>> start Material to process

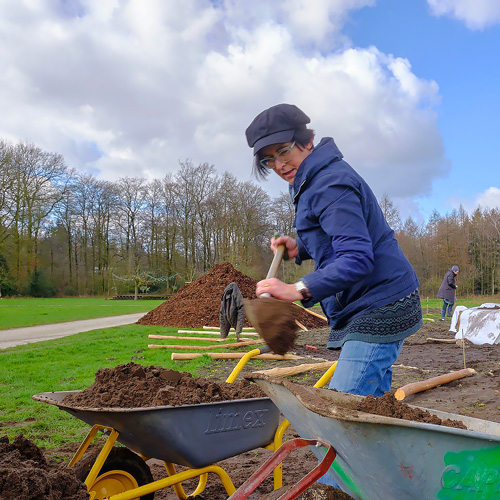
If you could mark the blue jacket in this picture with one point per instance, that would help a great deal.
(359, 265)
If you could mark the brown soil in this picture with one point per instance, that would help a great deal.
(275, 321)
(197, 304)
(136, 386)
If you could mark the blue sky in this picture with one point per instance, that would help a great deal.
(129, 88)
(464, 63)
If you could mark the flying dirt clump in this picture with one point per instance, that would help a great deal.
(197, 304)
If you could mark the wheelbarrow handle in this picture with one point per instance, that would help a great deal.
(270, 464)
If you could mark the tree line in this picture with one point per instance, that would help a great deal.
(68, 233)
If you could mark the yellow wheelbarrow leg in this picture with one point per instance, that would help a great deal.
(177, 478)
(179, 490)
(267, 467)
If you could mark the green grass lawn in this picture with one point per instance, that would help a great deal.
(28, 312)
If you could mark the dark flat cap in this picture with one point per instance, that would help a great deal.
(275, 125)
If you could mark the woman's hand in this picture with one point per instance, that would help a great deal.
(290, 244)
(276, 288)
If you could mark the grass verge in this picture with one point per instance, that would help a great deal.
(15, 313)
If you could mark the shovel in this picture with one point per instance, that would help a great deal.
(274, 319)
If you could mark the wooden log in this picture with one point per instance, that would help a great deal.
(214, 333)
(444, 341)
(293, 370)
(231, 355)
(311, 312)
(415, 387)
(181, 337)
(206, 347)
(245, 328)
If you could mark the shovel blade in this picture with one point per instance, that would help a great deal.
(274, 320)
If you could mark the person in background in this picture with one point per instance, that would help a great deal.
(447, 291)
(366, 286)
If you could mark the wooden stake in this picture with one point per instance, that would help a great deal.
(415, 387)
(206, 347)
(231, 355)
(245, 328)
(311, 312)
(444, 341)
(181, 337)
(292, 370)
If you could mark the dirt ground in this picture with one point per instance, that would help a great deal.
(197, 304)
(475, 396)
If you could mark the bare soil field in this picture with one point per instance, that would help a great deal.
(422, 357)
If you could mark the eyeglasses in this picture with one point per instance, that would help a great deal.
(283, 156)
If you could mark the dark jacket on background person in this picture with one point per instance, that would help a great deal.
(359, 265)
(447, 289)
(231, 313)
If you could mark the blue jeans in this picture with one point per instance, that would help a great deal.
(447, 304)
(363, 368)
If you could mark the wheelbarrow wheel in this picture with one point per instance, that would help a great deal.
(123, 470)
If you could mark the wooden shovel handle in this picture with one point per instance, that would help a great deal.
(275, 264)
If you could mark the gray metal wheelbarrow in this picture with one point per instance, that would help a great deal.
(384, 458)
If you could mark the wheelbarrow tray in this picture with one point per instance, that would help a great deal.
(385, 458)
(192, 435)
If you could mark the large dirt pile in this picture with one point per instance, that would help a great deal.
(136, 386)
(197, 304)
(25, 474)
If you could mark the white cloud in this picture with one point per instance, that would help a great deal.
(129, 88)
(489, 199)
(476, 14)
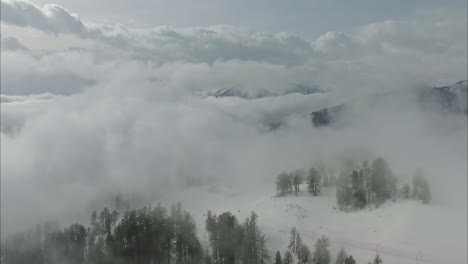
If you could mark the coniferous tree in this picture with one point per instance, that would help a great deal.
(377, 260)
(278, 259)
(321, 253)
(350, 260)
(297, 180)
(303, 254)
(314, 182)
(284, 184)
(421, 187)
(341, 257)
(405, 191)
(288, 258)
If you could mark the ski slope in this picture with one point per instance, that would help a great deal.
(402, 232)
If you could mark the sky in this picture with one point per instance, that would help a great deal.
(106, 98)
(308, 18)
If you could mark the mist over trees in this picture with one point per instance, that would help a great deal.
(157, 235)
(147, 235)
(357, 186)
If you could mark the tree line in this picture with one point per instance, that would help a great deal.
(298, 252)
(157, 235)
(356, 186)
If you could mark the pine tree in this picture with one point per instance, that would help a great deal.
(303, 254)
(377, 260)
(421, 187)
(278, 259)
(405, 191)
(314, 182)
(292, 240)
(321, 253)
(288, 258)
(350, 260)
(341, 257)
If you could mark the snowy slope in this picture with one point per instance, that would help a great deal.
(401, 232)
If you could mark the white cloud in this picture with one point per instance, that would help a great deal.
(133, 121)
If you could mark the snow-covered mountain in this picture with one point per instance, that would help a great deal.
(299, 88)
(451, 99)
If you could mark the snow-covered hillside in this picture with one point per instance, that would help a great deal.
(404, 231)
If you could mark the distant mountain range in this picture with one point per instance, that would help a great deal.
(304, 89)
(451, 98)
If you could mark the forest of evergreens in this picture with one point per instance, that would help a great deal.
(157, 235)
(356, 186)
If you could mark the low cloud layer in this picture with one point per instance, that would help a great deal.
(128, 112)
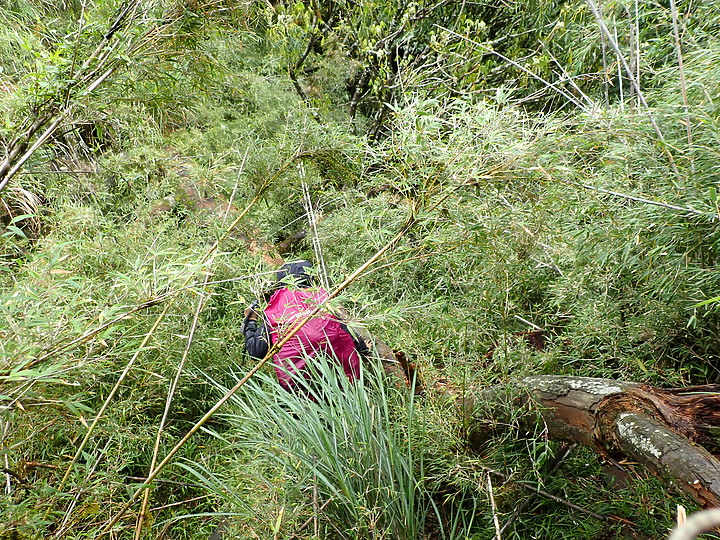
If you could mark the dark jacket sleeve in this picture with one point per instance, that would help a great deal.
(360, 345)
(257, 338)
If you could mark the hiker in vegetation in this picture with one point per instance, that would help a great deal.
(293, 298)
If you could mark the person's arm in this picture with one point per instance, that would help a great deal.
(257, 337)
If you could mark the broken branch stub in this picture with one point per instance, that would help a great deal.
(670, 431)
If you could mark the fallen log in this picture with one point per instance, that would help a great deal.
(673, 432)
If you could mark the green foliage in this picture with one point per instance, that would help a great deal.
(524, 215)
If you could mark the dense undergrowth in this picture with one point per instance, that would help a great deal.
(530, 212)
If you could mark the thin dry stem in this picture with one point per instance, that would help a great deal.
(681, 68)
(168, 404)
(493, 508)
(634, 82)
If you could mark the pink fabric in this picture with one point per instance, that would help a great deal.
(321, 334)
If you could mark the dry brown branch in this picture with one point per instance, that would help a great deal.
(670, 431)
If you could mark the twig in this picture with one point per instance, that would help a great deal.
(634, 82)
(496, 522)
(562, 454)
(553, 86)
(179, 503)
(168, 404)
(624, 195)
(697, 524)
(681, 68)
(311, 519)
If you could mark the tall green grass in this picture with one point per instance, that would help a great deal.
(356, 448)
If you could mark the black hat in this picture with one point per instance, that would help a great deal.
(295, 272)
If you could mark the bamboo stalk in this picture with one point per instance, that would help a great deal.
(168, 404)
(633, 81)
(681, 68)
(624, 195)
(552, 86)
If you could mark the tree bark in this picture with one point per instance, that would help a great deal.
(673, 432)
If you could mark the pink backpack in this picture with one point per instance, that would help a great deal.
(321, 334)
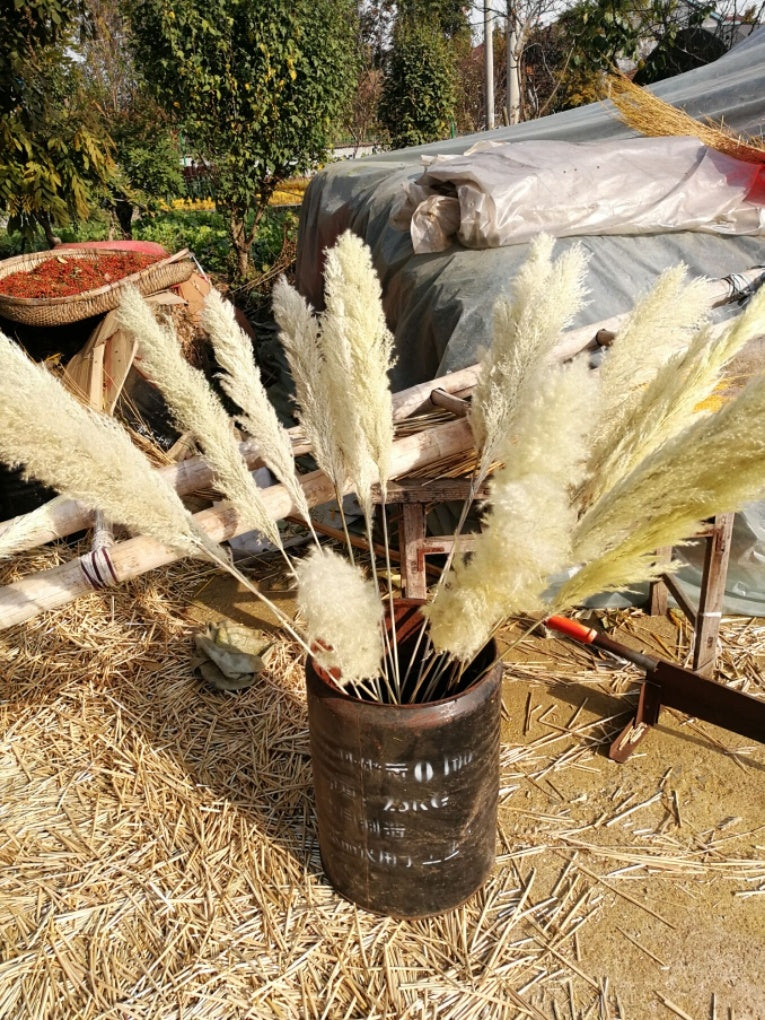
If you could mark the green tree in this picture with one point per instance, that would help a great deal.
(55, 153)
(258, 88)
(418, 93)
(605, 31)
(147, 151)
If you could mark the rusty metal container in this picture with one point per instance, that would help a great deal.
(406, 795)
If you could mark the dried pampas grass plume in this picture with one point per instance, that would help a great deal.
(342, 613)
(358, 349)
(15, 533)
(526, 532)
(546, 296)
(300, 336)
(87, 456)
(713, 466)
(241, 380)
(196, 409)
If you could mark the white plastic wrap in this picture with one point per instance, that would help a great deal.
(506, 193)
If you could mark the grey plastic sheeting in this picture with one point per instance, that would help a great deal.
(439, 306)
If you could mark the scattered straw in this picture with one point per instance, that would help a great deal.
(158, 854)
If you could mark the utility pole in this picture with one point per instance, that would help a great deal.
(513, 67)
(489, 63)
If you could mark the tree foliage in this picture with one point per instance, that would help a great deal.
(55, 153)
(147, 151)
(257, 86)
(417, 104)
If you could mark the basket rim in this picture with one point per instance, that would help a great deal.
(6, 268)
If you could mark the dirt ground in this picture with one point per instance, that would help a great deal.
(670, 846)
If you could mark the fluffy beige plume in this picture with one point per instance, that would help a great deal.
(87, 456)
(546, 296)
(14, 533)
(342, 613)
(196, 409)
(661, 324)
(669, 402)
(713, 466)
(299, 332)
(241, 379)
(526, 532)
(357, 342)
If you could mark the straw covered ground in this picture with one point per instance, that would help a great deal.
(159, 860)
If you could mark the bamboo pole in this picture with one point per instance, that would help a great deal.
(52, 589)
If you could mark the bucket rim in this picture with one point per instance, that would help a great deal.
(327, 687)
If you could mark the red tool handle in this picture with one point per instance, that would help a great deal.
(571, 628)
(588, 635)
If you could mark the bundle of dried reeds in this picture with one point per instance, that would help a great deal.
(650, 115)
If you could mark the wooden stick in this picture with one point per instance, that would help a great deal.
(67, 516)
(24, 599)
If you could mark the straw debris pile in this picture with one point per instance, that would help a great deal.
(158, 856)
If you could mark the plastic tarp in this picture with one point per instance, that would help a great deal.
(506, 193)
(439, 305)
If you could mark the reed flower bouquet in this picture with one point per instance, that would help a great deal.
(589, 471)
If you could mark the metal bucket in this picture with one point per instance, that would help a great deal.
(406, 795)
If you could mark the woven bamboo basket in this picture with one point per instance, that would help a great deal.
(58, 311)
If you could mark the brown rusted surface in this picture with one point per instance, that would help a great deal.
(406, 795)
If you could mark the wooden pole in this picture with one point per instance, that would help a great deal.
(63, 517)
(52, 589)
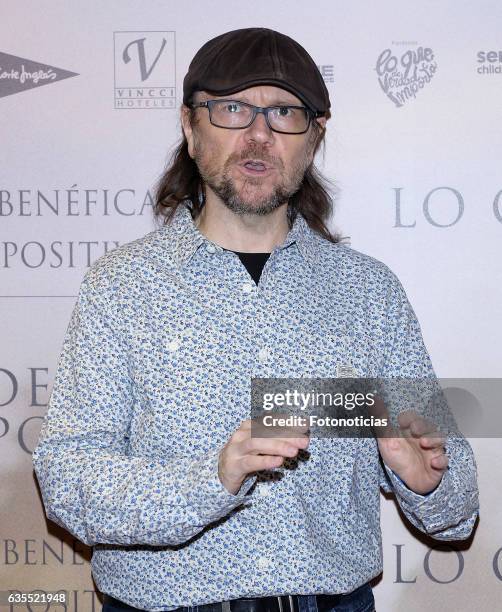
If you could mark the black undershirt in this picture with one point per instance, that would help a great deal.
(253, 262)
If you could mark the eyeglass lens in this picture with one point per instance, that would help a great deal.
(282, 118)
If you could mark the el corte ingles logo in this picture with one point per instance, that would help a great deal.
(19, 74)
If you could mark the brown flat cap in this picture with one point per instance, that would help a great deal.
(244, 58)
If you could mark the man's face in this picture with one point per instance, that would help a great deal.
(221, 153)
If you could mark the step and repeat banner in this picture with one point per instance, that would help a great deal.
(89, 112)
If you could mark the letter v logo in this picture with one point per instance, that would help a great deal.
(140, 43)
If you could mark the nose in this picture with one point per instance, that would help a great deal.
(259, 131)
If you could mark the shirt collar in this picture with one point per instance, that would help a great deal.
(184, 238)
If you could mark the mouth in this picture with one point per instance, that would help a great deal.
(255, 167)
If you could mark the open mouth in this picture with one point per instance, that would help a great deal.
(255, 167)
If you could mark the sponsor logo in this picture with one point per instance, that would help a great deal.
(145, 70)
(403, 74)
(490, 62)
(18, 74)
(327, 72)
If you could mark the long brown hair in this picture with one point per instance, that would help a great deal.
(181, 181)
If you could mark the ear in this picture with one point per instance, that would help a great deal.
(187, 129)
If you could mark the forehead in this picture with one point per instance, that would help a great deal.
(262, 95)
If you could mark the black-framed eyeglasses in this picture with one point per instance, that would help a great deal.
(237, 115)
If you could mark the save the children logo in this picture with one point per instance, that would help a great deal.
(19, 74)
(402, 74)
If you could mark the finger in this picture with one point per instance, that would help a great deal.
(432, 442)
(440, 462)
(255, 463)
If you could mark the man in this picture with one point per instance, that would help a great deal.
(147, 452)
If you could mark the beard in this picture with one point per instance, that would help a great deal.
(252, 197)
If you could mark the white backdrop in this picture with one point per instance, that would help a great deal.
(419, 188)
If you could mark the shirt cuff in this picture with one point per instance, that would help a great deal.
(204, 489)
(405, 492)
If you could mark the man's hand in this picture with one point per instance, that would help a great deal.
(244, 454)
(415, 452)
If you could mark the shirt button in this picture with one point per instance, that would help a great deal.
(173, 345)
(263, 563)
(263, 354)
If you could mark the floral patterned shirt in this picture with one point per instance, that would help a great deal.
(153, 378)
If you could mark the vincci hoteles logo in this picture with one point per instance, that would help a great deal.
(145, 70)
(404, 69)
(18, 74)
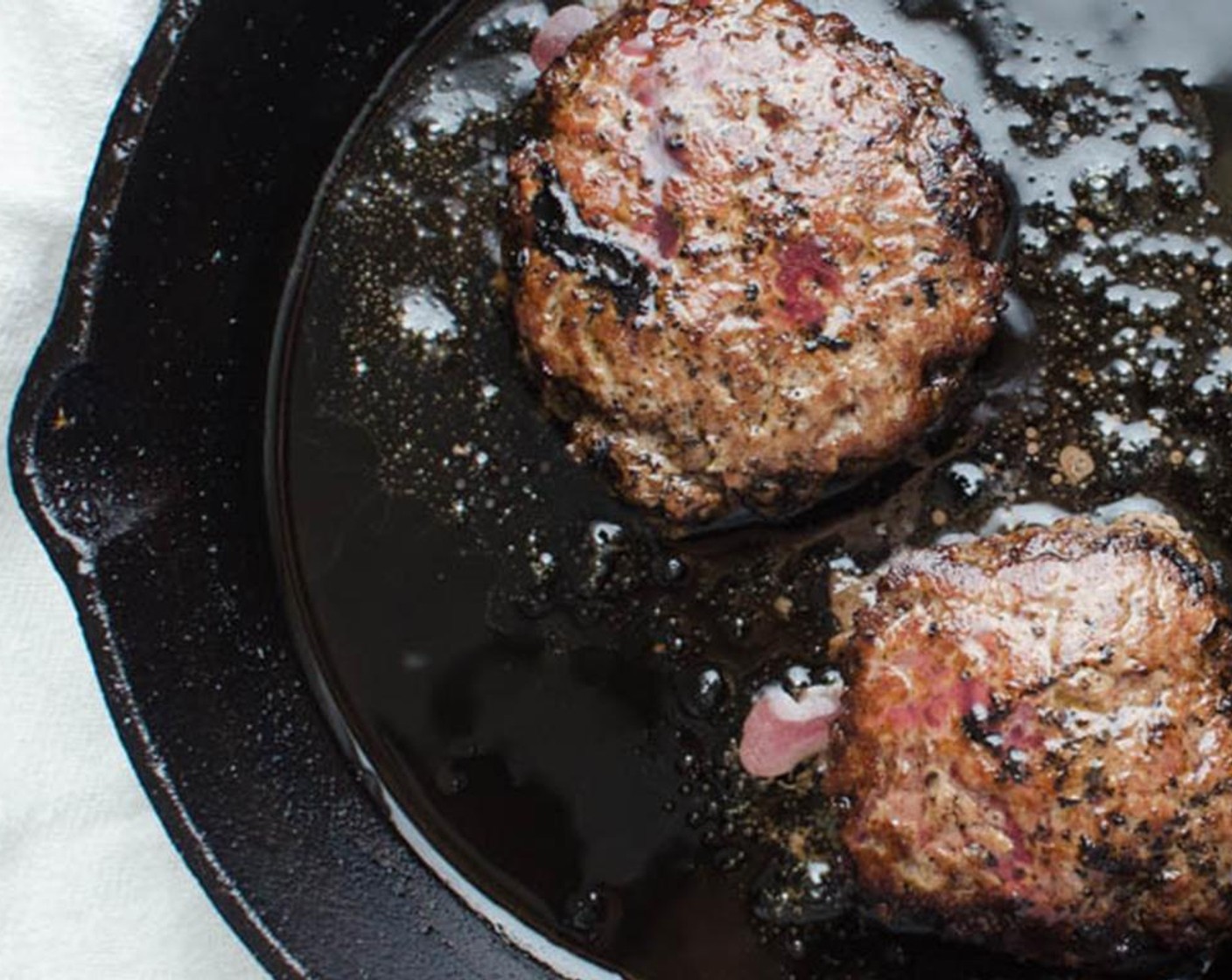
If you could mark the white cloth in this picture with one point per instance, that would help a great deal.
(90, 886)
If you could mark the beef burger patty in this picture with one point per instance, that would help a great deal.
(751, 252)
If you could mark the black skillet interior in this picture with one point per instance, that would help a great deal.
(136, 454)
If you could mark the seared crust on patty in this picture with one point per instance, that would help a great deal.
(752, 252)
(1036, 742)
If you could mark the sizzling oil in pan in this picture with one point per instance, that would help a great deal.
(549, 684)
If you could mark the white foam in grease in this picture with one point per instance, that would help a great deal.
(422, 314)
(1135, 436)
(1023, 515)
(507, 925)
(1140, 300)
(1132, 504)
(1039, 514)
(1219, 374)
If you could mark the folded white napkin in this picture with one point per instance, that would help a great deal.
(90, 886)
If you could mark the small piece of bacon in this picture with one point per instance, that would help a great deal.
(781, 730)
(561, 30)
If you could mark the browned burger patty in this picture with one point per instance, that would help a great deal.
(751, 252)
(1036, 742)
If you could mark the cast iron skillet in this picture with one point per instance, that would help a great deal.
(136, 454)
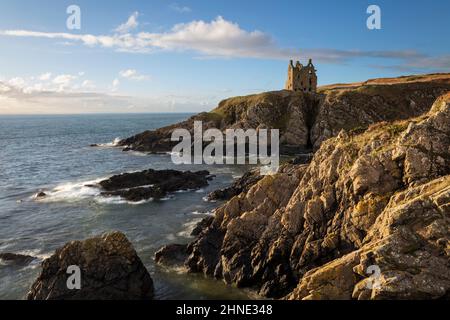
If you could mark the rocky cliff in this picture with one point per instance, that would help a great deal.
(109, 270)
(368, 218)
(306, 120)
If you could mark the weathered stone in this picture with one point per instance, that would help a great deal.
(153, 184)
(110, 270)
(377, 198)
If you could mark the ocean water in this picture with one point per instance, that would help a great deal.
(52, 154)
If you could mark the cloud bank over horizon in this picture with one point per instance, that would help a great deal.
(224, 39)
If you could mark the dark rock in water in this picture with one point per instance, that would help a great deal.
(202, 225)
(242, 184)
(302, 159)
(110, 270)
(154, 184)
(16, 259)
(172, 255)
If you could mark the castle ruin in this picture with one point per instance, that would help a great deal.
(301, 78)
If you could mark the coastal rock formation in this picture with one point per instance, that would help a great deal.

>> end Material to process

Stated goal: The lines to repeat start at the one holding "If you could mark the cast iron" and run through the last line of the records above; write them out exactly, both ends included, but not the pictures.

Output of the exercise:
If you could mark the cast iron skillet in this picture with one point per instance, that would help a great deal.
(136, 454)
If you could mark the rocky cliff in this picture with one point per instance, that would help a great deal.
(109, 270)
(368, 218)
(306, 120)
If you could mark the weathered stone in this picture with one point per instance, that would help a great deal.
(153, 184)
(110, 270)
(377, 198)
If you could mark the ocean water in this picture with one point per instance, that would help a great deal.
(52, 154)
If you could mark the cloud bank over horizon in this picture with one point per instance, that would help a great deal.
(224, 39)
If you could mark the dark rock in water in this picture with one point per instance, that would help a great deal.
(202, 225)
(242, 184)
(302, 159)
(110, 270)
(154, 184)
(16, 259)
(172, 255)
If you could mark the castle ruin in this picture with one point per instance, that would help a great deal.
(301, 78)
If you could mark the coastal rock formation in this picture with one point per instance, that would help a great deal.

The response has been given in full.